• JOB: Lay out the material below as a two-column CSV with the headers request and answer, one row per request, covering only the stretch from the line containing "example: [306, 128]" through the end of the material. Put each request's text and its answer in a single quoted field, replacing line breaks with spaces.

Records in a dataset
[start]

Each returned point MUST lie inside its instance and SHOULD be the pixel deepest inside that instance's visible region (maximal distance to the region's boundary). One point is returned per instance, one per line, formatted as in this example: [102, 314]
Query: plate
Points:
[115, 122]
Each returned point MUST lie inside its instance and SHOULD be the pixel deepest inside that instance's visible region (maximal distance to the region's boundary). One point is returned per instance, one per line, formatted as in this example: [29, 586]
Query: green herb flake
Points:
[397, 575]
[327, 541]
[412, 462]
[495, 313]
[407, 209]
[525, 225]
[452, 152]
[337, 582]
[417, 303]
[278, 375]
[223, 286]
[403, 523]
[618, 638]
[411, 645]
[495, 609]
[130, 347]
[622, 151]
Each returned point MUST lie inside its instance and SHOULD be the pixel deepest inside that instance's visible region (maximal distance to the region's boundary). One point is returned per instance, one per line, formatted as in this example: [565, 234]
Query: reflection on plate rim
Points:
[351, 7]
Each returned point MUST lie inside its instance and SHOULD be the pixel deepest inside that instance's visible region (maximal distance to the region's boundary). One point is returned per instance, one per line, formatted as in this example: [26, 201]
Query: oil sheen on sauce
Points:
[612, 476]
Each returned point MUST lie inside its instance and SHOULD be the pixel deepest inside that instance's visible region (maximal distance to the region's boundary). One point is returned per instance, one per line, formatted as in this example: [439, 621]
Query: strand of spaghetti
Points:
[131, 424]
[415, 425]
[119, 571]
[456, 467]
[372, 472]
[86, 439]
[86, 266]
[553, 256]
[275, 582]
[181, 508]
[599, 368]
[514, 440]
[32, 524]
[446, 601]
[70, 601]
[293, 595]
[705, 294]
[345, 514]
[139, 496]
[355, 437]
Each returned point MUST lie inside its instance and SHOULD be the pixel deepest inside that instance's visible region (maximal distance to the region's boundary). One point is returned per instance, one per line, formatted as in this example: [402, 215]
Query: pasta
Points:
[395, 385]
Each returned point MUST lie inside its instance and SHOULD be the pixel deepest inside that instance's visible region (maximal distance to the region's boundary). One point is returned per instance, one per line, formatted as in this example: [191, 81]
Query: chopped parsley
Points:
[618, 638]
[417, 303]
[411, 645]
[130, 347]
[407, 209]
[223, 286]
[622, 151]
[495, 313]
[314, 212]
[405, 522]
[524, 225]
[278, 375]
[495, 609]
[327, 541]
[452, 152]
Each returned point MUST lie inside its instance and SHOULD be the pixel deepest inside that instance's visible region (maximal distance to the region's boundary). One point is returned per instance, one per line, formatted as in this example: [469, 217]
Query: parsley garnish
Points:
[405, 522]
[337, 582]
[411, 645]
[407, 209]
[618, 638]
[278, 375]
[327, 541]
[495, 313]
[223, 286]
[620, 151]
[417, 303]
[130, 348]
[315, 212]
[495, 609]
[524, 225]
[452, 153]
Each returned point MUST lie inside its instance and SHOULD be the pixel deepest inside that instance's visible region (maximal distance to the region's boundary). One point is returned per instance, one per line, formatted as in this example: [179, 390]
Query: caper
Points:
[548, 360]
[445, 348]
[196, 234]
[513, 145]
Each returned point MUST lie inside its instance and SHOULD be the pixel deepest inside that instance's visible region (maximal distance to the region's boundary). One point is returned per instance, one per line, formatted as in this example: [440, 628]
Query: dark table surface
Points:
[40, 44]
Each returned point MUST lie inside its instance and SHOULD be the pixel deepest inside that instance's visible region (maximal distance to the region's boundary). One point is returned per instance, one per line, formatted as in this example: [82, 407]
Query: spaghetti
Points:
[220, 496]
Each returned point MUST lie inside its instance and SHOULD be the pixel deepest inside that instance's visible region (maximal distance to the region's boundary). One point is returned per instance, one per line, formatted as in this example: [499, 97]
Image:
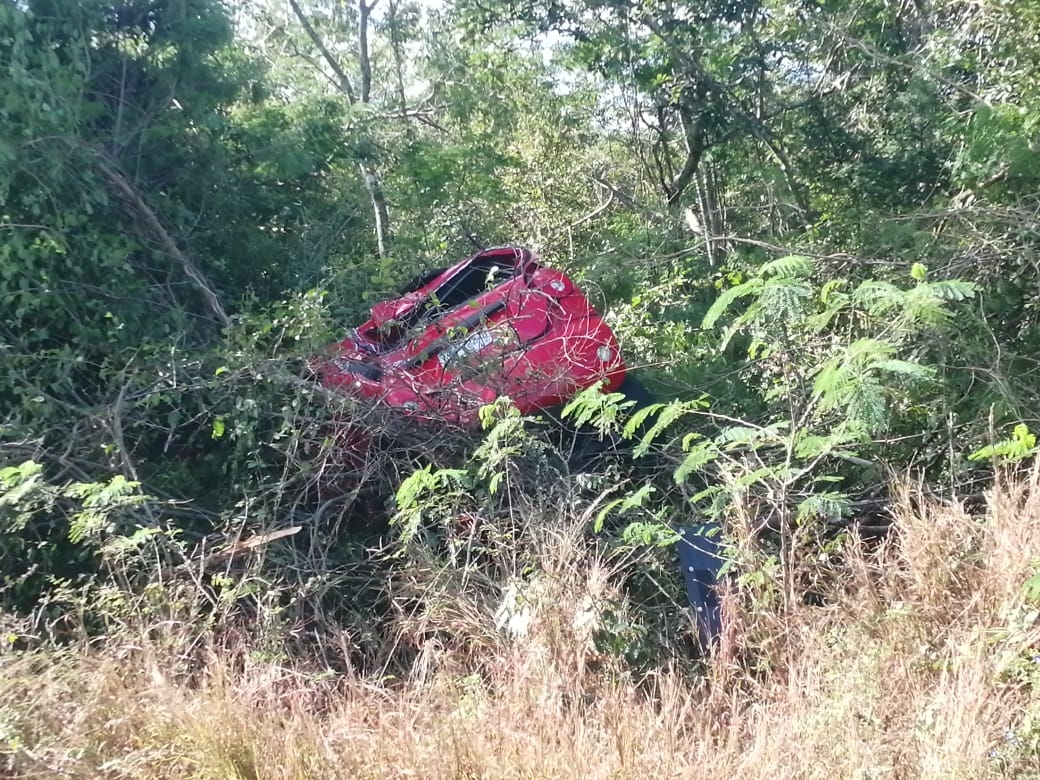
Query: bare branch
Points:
[330, 58]
[134, 198]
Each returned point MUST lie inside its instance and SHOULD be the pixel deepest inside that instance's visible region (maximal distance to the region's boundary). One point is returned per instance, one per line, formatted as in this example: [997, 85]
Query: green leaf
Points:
[727, 299]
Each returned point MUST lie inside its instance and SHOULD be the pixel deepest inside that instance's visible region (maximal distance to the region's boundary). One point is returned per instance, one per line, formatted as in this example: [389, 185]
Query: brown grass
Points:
[921, 664]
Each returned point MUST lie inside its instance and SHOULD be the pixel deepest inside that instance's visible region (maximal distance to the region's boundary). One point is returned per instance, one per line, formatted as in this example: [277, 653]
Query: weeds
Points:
[920, 661]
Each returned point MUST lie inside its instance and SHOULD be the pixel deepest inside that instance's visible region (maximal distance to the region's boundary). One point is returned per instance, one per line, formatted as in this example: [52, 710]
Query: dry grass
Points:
[920, 665]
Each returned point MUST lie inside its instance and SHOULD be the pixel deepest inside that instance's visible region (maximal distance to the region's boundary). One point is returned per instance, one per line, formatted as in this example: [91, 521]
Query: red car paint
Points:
[498, 323]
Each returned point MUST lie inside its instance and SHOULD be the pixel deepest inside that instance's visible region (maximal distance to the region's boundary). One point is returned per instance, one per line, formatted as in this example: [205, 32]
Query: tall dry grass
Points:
[923, 661]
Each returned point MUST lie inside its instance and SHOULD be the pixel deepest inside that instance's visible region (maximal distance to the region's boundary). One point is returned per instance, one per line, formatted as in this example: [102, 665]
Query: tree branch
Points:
[134, 198]
[330, 58]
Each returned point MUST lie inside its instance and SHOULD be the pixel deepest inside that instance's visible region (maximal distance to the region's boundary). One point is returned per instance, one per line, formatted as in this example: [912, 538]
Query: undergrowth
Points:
[919, 658]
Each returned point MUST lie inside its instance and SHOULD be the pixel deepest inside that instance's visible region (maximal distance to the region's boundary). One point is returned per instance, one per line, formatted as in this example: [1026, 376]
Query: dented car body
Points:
[497, 323]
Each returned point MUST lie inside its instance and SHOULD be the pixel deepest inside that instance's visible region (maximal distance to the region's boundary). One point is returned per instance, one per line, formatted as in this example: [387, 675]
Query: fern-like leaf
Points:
[798, 266]
[728, 297]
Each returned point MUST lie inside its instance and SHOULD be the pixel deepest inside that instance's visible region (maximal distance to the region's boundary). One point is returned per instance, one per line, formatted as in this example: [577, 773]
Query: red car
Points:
[496, 323]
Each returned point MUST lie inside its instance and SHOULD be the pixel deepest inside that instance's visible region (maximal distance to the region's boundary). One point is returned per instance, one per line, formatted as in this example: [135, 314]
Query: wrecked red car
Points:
[498, 323]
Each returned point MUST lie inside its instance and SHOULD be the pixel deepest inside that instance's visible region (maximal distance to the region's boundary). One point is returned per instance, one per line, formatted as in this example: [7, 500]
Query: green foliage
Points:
[1022, 444]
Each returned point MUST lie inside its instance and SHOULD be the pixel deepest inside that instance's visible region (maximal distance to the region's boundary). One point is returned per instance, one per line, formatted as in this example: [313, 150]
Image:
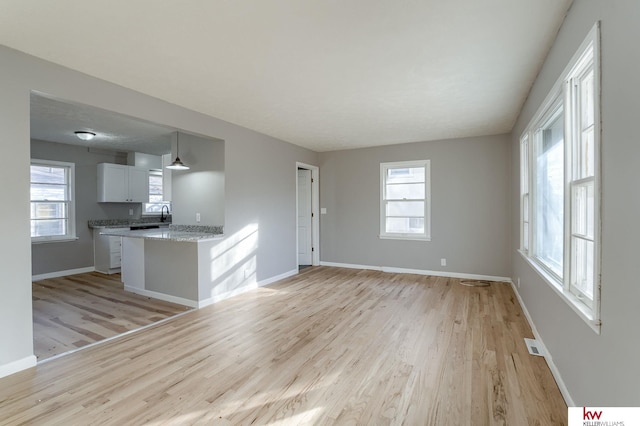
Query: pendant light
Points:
[177, 164]
[84, 135]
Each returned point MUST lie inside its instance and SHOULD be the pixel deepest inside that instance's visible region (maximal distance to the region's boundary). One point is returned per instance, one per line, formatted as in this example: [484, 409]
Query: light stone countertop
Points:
[173, 233]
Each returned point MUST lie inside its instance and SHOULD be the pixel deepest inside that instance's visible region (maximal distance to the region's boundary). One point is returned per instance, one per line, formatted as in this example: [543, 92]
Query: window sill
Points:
[574, 303]
[403, 237]
[54, 240]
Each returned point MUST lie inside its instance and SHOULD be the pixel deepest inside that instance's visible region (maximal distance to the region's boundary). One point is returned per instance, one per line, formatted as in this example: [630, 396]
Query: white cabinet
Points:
[122, 184]
[107, 252]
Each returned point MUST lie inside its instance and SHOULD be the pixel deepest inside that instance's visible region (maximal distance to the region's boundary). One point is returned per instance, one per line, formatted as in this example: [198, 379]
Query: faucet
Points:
[162, 217]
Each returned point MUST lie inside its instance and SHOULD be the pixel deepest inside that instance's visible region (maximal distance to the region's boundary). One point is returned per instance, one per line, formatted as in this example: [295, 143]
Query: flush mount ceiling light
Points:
[177, 164]
[85, 136]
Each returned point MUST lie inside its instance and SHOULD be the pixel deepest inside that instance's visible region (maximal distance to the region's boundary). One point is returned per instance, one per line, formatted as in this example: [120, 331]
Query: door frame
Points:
[315, 211]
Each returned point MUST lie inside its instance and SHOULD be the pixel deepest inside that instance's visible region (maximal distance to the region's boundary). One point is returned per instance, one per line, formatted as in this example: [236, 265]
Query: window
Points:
[404, 200]
[559, 181]
[156, 197]
[52, 201]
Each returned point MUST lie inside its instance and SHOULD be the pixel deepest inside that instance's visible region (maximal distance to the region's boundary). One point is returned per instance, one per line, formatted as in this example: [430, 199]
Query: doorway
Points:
[307, 220]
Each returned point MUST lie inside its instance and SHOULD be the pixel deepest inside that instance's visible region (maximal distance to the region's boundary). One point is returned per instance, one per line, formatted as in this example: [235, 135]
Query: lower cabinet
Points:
[107, 252]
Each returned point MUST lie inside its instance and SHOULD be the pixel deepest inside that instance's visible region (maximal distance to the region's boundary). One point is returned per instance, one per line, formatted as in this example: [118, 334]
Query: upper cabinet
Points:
[122, 184]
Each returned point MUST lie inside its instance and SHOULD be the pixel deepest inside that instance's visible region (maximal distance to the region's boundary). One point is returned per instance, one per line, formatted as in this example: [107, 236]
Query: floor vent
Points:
[475, 283]
[534, 347]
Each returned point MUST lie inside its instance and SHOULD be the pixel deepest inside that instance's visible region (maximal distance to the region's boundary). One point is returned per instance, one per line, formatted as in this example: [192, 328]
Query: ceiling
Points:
[322, 74]
[56, 121]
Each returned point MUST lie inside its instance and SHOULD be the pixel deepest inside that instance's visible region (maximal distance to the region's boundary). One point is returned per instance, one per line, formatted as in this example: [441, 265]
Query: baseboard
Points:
[395, 270]
[62, 273]
[253, 286]
[554, 370]
[162, 296]
[19, 365]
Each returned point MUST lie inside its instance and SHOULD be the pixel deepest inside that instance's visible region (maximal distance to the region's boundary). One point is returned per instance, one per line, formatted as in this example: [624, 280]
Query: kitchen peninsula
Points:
[167, 263]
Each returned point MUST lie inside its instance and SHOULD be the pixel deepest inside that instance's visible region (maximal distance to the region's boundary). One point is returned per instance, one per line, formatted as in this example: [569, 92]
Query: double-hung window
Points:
[559, 185]
[52, 201]
[405, 200]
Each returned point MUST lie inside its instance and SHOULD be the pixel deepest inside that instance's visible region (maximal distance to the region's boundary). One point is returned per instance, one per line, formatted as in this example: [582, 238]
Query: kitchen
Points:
[122, 142]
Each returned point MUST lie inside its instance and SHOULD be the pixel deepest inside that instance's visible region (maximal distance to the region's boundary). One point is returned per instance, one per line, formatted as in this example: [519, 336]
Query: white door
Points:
[304, 217]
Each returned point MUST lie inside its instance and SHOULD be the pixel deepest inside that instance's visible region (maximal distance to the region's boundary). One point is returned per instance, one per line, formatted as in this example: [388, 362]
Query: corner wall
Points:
[598, 370]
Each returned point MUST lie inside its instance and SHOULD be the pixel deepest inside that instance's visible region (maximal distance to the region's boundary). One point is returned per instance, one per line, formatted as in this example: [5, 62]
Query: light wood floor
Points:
[74, 311]
[328, 346]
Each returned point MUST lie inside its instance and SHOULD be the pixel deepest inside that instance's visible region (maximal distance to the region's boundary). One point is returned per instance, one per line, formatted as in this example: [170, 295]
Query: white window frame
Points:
[71, 204]
[565, 94]
[384, 167]
[145, 212]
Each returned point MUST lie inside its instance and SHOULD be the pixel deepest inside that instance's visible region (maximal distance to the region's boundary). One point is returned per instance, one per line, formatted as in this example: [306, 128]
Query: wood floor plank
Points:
[74, 311]
[328, 346]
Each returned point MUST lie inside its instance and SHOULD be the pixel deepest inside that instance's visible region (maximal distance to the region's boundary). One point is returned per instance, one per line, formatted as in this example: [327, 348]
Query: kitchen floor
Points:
[77, 310]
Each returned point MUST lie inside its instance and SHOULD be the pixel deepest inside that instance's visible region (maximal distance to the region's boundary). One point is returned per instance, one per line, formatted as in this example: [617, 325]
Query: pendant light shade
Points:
[84, 135]
[177, 163]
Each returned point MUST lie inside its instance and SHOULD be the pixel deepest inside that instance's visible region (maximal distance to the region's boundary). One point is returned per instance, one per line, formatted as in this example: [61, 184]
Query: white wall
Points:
[259, 182]
[598, 370]
[469, 212]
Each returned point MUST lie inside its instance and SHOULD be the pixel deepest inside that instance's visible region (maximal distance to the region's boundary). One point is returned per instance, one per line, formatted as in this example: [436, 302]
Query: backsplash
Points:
[126, 222]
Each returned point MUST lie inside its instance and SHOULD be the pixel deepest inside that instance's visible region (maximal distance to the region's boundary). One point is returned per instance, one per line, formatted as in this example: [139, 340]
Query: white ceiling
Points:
[324, 74]
[56, 121]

[end]

• OUTPUT OF THE EXERCISE:
request,answer
"Each returned point MUST lie inside its instance and SHOULD be the pixel deepest inside that instance's visible region (maximal distance to the region's boundary). One point is returned per instance, one per line, formatted as in this example: [306, 128] Query: wood floor plank Points:","[74, 311] [328, 346]"
"Each returned point MUST lie inside its instance and SHOULD be the pixel deepest inside that instance's visible region (maximal distance to the region's boundary). One point is returned per instance, one per line, formatted as in this example: [327, 348] Query: kitchen floor Points:","[77, 310]"
"Each returned point MUST lie inside its instance and SHOULD be the pixel deepest inside that instance's visible region (maximal distance to the region's boundary). One point is returned per instance, one per line, formatted as in this example: [617, 325] Query: pendant light shade Points:","[84, 135] [177, 163]"
"Each returned point MUST lie inside its instance and SHOULD be the pixel deepest inside that instance's visible region (maximal distance to the region's boundary). One point is returned per instance, one per line, formatted as in this example: [61, 184] Query: white wall Points:","[259, 182] [598, 370] [469, 212]"
"Each returned point MUST lie inside its instance and SHOULD be the pixel deepest inside that instance's visible region (maximal distance to the region's boundary). One point is returned per instance, one per line, formatted as in this example: [436, 302] Query: backsplash Points:","[126, 222]"
"Each returned point MUST lie inside its instance and SHOULD be the pixel deepest inside that instance's visible region (maximal distance to the region's boundary). One point is returned per instance, one per line, formatted as in this example: [139, 340] Query: white ceiling Points:","[324, 74] [56, 121]"